- _HOW TO COMPLETE THIS TASK_:
Rewrite the listing with "positive clicks" changed to "foreground clicks" everywhere and nothing else altered, leaving out the pictures.

- _LISTED ENTRIES_:
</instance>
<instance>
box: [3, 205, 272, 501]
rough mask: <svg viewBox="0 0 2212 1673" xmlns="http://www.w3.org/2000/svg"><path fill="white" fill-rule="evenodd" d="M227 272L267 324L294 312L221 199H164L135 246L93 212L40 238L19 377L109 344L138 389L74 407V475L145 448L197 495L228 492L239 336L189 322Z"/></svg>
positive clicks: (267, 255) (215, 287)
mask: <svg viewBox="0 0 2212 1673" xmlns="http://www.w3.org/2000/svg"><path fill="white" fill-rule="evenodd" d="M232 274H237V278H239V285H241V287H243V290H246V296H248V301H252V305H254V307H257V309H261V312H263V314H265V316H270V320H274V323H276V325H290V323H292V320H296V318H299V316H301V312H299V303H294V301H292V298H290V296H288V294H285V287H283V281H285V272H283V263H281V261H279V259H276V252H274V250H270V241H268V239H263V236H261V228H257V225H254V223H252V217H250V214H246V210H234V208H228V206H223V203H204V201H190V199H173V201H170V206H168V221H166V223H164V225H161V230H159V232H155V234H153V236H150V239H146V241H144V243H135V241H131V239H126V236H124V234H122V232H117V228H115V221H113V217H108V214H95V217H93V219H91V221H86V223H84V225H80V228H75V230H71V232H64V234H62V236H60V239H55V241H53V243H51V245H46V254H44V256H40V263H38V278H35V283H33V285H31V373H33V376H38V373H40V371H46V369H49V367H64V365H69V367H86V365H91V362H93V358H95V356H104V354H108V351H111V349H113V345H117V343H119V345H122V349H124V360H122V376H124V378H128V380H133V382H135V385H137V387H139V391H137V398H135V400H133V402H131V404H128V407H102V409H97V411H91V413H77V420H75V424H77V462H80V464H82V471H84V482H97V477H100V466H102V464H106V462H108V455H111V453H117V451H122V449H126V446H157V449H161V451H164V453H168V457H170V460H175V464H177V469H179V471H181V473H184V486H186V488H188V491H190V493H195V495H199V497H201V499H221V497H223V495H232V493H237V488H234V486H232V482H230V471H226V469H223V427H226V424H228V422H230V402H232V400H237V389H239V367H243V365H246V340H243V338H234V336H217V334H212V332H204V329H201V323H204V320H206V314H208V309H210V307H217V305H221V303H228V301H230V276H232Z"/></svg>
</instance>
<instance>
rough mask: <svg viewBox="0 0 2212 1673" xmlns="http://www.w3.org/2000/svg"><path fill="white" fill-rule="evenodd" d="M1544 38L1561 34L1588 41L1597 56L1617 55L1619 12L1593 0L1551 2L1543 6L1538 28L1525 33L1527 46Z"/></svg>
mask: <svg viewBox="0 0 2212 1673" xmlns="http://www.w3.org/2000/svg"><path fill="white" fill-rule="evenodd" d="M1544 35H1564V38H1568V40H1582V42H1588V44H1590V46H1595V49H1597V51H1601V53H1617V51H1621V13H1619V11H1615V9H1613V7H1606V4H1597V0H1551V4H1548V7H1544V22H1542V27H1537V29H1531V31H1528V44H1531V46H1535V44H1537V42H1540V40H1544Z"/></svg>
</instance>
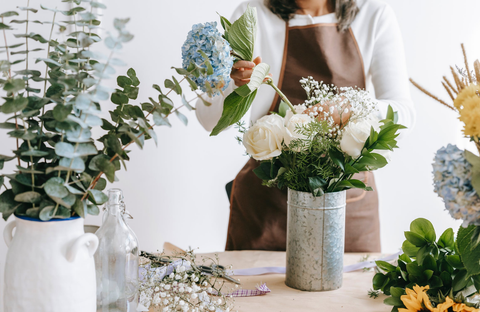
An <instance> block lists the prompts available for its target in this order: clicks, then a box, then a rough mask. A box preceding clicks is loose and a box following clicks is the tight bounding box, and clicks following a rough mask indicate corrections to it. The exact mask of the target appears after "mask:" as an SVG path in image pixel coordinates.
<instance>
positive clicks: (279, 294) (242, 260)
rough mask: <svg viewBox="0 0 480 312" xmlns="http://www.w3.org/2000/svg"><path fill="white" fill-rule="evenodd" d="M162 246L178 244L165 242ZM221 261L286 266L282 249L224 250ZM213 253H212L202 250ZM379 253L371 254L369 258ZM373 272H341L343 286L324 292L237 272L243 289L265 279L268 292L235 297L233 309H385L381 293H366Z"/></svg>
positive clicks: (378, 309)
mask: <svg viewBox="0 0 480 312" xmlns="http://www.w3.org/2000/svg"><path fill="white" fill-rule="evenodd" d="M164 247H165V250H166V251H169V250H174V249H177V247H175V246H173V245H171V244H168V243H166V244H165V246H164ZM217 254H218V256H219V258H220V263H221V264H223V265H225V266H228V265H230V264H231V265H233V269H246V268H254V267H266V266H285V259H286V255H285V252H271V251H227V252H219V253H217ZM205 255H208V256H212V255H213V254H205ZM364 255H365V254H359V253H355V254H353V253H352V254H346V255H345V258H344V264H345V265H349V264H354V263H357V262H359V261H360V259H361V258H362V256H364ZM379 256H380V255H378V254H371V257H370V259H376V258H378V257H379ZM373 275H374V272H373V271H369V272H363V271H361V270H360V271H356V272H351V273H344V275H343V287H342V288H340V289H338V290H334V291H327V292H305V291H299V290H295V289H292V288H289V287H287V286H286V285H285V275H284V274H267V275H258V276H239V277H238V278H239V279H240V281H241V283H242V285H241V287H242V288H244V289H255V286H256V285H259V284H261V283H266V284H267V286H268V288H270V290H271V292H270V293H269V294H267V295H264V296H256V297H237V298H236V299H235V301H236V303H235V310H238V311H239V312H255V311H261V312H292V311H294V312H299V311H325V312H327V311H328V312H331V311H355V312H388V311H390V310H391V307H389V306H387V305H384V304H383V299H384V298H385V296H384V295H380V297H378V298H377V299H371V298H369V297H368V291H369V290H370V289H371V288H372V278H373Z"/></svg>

- _RESPONSE AREA_:
</instance>
<instance>
box: [3, 205, 272, 501]
rough mask: <svg viewBox="0 0 2212 1673" xmlns="http://www.w3.org/2000/svg"><path fill="white" fill-rule="evenodd" d="M227 272L267 324L294 312L221 199H164L135 246L93 212L40 238L19 377L109 344L138 389L74 407V475L145 448L197 495L228 492L239 336L189 322Z"/></svg>
foreground clicks: (267, 255) (215, 287)
mask: <svg viewBox="0 0 2212 1673" xmlns="http://www.w3.org/2000/svg"><path fill="white" fill-rule="evenodd" d="M232 274H237V278H239V285H241V287H243V290H246V296H248V301H252V305H254V307H257V309H261V312H263V314H265V316H270V320H274V323H276V325H290V323H292V320H296V318H299V316H301V312H299V303H294V301H292V298H290V296H288V294H285V287H283V281H285V272H283V263H281V261H279V259H276V252H274V250H270V241H268V239H263V236H261V228H257V225H254V223H252V217H250V214H246V210H234V208H228V206H223V203H204V201H190V199H173V201H170V206H168V221H166V223H164V225H161V230H159V232H155V234H153V236H150V239H146V241H144V243H135V241H131V239H126V236H124V234H122V232H117V228H115V221H113V217H108V214H95V217H93V219H91V221H86V223H84V225H80V228H75V230H71V232H64V234H62V236H60V239H55V241H53V243H51V245H46V254H44V256H40V263H38V278H35V283H33V285H31V373H33V376H38V373H40V371H46V369H49V367H64V365H69V367H86V365H91V362H93V358H95V356H104V354H108V351H111V349H113V345H117V343H119V345H122V349H124V360H122V376H124V378H128V380H133V382H135V385H137V387H139V391H137V398H135V400H133V402H131V404H128V407H102V409H97V411H91V413H77V420H75V424H77V462H80V464H82V471H84V482H97V477H100V466H102V464H106V462H108V455H111V453H117V451H122V449H126V446H157V449H161V451H164V453H168V457H170V460H175V464H177V469H179V471H181V473H184V486H186V488H188V491H190V493H195V495H199V497H201V499H221V497H223V495H232V493H237V488H234V486H232V482H230V471H226V469H223V427H226V424H228V422H230V402H232V400H237V389H239V367H243V365H246V340H243V338H234V336H217V334H212V332H204V329H201V323H204V320H206V314H208V309H210V307H217V305H221V303H228V301H230V276H232Z"/></svg>
</instance>
<instance>
rough mask: <svg viewBox="0 0 2212 1673" xmlns="http://www.w3.org/2000/svg"><path fill="white" fill-rule="evenodd" d="M1544 38L1561 34L1588 41L1597 56L1617 55L1619 12L1593 0L1551 2L1543 6L1538 28L1525 33L1527 46Z"/></svg>
mask: <svg viewBox="0 0 2212 1673" xmlns="http://www.w3.org/2000/svg"><path fill="white" fill-rule="evenodd" d="M1544 35H1564V38H1568V40H1582V42H1588V44H1590V46H1595V49H1597V51H1601V53H1617V51H1621V13H1619V11H1615V9H1613V7H1606V4H1597V0H1551V4H1548V7H1544V22H1542V27H1537V29H1531V31H1528V44H1531V46H1535V44H1537V42H1540V40H1544Z"/></svg>
</instance>
An <instance> block lists the prompts available for its target in this order: clicks, then a box, then a rough mask. A box preceding clicks is loose and a box following clicks is the tight bounding box, and clicks following a rough mask indicate corrections to it. The exact mask of the target appears after "mask:" as an SVG path in image pixel coordinates.
<instance>
foreground clicks: (279, 294) (242, 260)
rough mask: <svg viewBox="0 0 480 312" xmlns="http://www.w3.org/2000/svg"><path fill="white" fill-rule="evenodd" d="M162 246L178 244L165 242ZM221 261L286 266L282 249L224 250ZM213 253H212L202 250ZM379 253L371 254L369 258ZM373 272H341L343 286L324 292L237 272L243 289L265 279L268 292L235 297L233 309H385L381 293H366Z"/></svg>
foreground clicks: (378, 309)
mask: <svg viewBox="0 0 480 312" xmlns="http://www.w3.org/2000/svg"><path fill="white" fill-rule="evenodd" d="M164 247H165V250H166V251H169V250H174V249H177V247H175V246H173V245H171V244H168V243H166V244H165V246H164ZM217 254H218V256H219V258H220V263H221V264H223V265H225V266H228V265H230V264H231V265H233V269H246V268H254V267H266V266H285V259H286V255H285V252H271V251H227V252H219V253H217ZM205 255H208V256H212V255H213V254H205ZM364 255H365V254H359V253H355V254H353V253H352V254H346V255H345V258H344V264H345V265H349V264H354V263H357V262H359V261H360V259H361V258H362V256H364ZM379 256H380V255H378V254H371V257H370V259H376V258H378V257H379ZM373 275H374V272H373V271H369V272H363V271H361V270H360V271H356V272H351V273H344V275H343V287H342V288H340V289H338V290H334V291H327V292H305V291H299V290H295V289H292V288H289V287H287V286H286V285H285V275H284V274H267V275H258V276H239V277H238V278H239V279H240V281H241V283H242V285H241V287H242V288H244V289H255V286H256V285H259V284H261V283H266V284H267V286H268V288H270V290H271V292H270V293H269V294H267V295H264V296H256V297H237V298H236V299H235V301H236V303H235V310H238V311H239V312H255V311H261V312H292V311H294V312H299V311H325V312H327V311H328V312H331V311H355V312H388V311H390V310H391V307H389V306H387V305H384V304H383V299H384V298H385V296H384V295H380V297H378V298H377V299H371V298H369V297H368V291H369V290H370V289H371V288H372V278H373Z"/></svg>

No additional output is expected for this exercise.